* [ИСХОДНЫЙ ДОКУМЕНТ]:
========================
Византийское иконоборчество и борьба с монашеством
Традиционная (и далеко не только церковная) историческая наука часто указывает на связь между иконоборческой политикой нескольких византийских императоров и гонениями на монашество и монастыри. Действительно, эти явления близки друг ко другу и хронологически, и тем, что проводниками их порой были одни и те же люди. Однако есть ли между преследованиями монахов и борьбой с почитанием икон какая-либо внутренняя, идейная связь? Более полувека назад свой ответ на этот вопрос предложил американский историк религии Стивен Джиро. Его аргументы сохраняют актуальность до настоящего времени.
Статья

Византийские источники сообщают, что правление императора-иконоборца Константина V (741-775) было отмечено гонениями на монашество как явление. Именно монахи приняли на себя главный удар иконоборцев. Эта антимонашеская сторона иконоборчества не осталась незамеченной современными исследователями и повлияла на попытку объяснить происхождение и подлинные мотивы иконоборческого движения. Одни историки выдвигали радикальную идею о том, что борьба с иконопочитанием была лишь поводом для уничтожения монастырского землевладения[1]. Другие, более умеренные, считали, что причина гонения на монахов заключалась в том, что из их среды выходили наиболее убежденные защитники иконопочитания, так что иконоборцам нельзя было рассчитывать на успех, не одержав победы над монашеством как таковым[2]. Существует и более комплексный подход, согласно которому и монашество, и иконопочитание представляли в глазах преследователей ошибочные, искаженные формы духовной жизни, грозящие церковными разделениями, сама возможность которых была неприемлемой для Византийского государство, ведущего отчаянную борьбу с исламской угрозой[3]. Но независимо от конкретной оценки того, какую именно роль играли монахи в иконоборческую эпоху, сам факт наличия этой роли признается современными исследователями. Однако при более пристальном рассмотрении данной эпохи возникает необходимость заново взглянуть на, казалось бы, решенные вопросы.

Рис. 1. Монеты с изображениями Льва III Исавра и Константина V

Во-первых, не смотря на уверенность отдельных ученых, не существует ясных свидетельств[4] в пользу того, что иконоборческие гонения 720-х и 730-х годов, предпринятые Львом III Исавром, были направлены исключительно против монахов. То же относится и к раннему периоду правления Константина V. Единственный пример монашеской оппозиции политике этого императора относится ко времени накануне иконоборческого собора 754 года. Хотя это был собор архиереев, нельзя сходу исключать участия в нем монашествующих (как это было на соборе 787 года), тем более, что существует как минимум одно письменное свидетельство в пользу этого[5]. Согласно другому свидетельству[6], более позднему, подписать соборные постановления предложили не только высшему белому духовенству, но и настоятелям крупнейших монастырей, многие из которых, вероятно, согласились это сделать. В любом случае, в тот период не существовало сплоченного монашеского сопротивления иконоборчеству.
========================
* [ИСХОДНЫЕ ДАННЫЕ]:
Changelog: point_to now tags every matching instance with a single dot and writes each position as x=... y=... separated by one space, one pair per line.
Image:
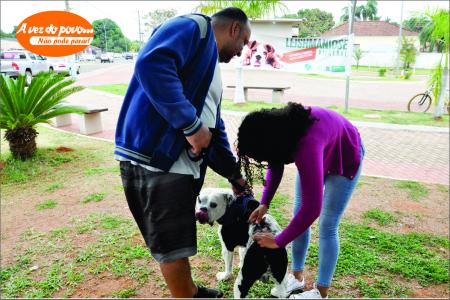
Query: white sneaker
========================
* [ЗАДАЧА 1]: Перескажите в виде краткого списка абзац статьи об иконоборчестве, начинающийся словами «Во-первых, не смотря на уверенность». Сохраните его основные факты.
* [ЗАДАЧА 2]: Выведите без изменений фрагмент статьи об иконоборчестве, который начинается со слов, содержащих «Византийское иконоборчество и», и заканчивается словами «до настоящего времени.».
Перечень здесь никак не используется.

* [ПИСЬМЕННЫЙ ОТВЕТ 1]:
- Нет ясных свидетельств, что иконоборческие гонения 720-х и 730-х годов при Льве III Исавре были направлены исключительно против монахов. То же относится к раннему периоду правления Константина V.
- Единственный пример монашеской оппозиции Константину V относится ко времени накануне иконоборческого собора 754 года.
- Это был собор архиереев, но участие в нем монашествующих нельзя исключать (как это было на соборе 787 года). В пользу этого есть как минимум одно письменное свидетельство.
- По более позднему свидетельству, подписать соборные постановления предложили не только высшему белому духовенству, но и настоятелям крупнейших монастырей. Многие из них, вероятно, согласились.
- Сплоченного монашеского сопротивления иконоборчеству в тот период не существовало.

* [ПИСЬМЕННЫЙ ОТВЕТ 2]:
Византийское иконоборчество и борьба с монашеством
Традиционная (и далеко не только церковная) историческая наука часто указывает на связь между иконоборческой политикой нескольких византийских императоров и гонениями на монашество и монастыри. Действительно, эти явления близки друг ко другу и хронологически, и тем, что проводниками их порой были одни и те же люди. Однако есть ли между преследованиями монахов и борьбой с почитанием икон какая-либо внутренняя, идейная связь? Более полувека назад свой ответ на этот вопрос предложил американский историк религии Стивен Джиро. Его аргументы сохраняют актуальность до настоящего времени.